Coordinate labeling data
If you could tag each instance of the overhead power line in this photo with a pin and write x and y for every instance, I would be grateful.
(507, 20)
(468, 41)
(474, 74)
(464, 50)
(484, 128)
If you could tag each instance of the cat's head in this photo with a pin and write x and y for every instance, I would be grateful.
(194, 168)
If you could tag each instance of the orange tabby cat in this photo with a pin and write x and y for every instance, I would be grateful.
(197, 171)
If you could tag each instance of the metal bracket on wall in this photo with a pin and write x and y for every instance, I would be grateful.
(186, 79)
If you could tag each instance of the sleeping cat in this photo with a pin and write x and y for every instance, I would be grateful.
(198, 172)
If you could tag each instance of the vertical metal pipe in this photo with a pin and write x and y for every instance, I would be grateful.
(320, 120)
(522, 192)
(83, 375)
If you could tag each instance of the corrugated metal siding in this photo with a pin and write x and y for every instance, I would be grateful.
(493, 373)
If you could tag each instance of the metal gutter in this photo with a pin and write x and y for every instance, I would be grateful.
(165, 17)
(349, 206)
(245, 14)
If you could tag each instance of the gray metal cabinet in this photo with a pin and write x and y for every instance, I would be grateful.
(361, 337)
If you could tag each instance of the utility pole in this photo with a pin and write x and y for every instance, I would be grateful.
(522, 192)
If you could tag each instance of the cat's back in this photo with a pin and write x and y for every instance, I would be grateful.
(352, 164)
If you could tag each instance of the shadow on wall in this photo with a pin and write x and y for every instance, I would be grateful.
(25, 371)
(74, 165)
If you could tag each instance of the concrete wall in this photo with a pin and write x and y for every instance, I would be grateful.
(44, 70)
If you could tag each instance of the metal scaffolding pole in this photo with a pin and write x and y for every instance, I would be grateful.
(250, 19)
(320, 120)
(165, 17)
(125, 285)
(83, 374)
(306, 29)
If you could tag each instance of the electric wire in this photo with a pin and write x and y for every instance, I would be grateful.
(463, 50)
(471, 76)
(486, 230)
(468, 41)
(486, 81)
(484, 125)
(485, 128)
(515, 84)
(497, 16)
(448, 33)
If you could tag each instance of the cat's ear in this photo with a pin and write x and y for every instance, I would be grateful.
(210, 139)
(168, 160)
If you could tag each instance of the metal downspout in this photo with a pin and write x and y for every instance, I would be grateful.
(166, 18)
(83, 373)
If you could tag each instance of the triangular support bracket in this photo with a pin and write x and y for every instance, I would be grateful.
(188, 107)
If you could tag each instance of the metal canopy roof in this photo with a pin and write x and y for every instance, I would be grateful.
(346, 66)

→ **Problem details**
Please retype everything in the listing from the line containing "If you could tag each instance of the electric" down to the final line of the listing, keeping each line unchanged.

→ **Solved problem**
If you could tag each instance of the electric wire in this photo with a pin and write x and y for every instance, I would be grateful.
(463, 50)
(471, 76)
(486, 230)
(468, 41)
(486, 81)
(484, 125)
(485, 128)
(515, 84)
(497, 16)
(448, 33)
If you could tag each instance of the cat's ear in this photo with a pin and write x and y for every instance, I would be grateful.
(210, 139)
(168, 160)
If you could tag each instance of the metal downspout in this photo with a pin and write x and y for every instance, I would be grateful.
(166, 18)
(83, 373)
If you could tag each instance of the triangular support bracket in this photo with a pin and write x and y for every instance, I would be grateful.
(188, 107)
If you could tag each instance of the metal canopy roof in this photo with a pin and write x and y for every instance, I would be grateful.
(346, 66)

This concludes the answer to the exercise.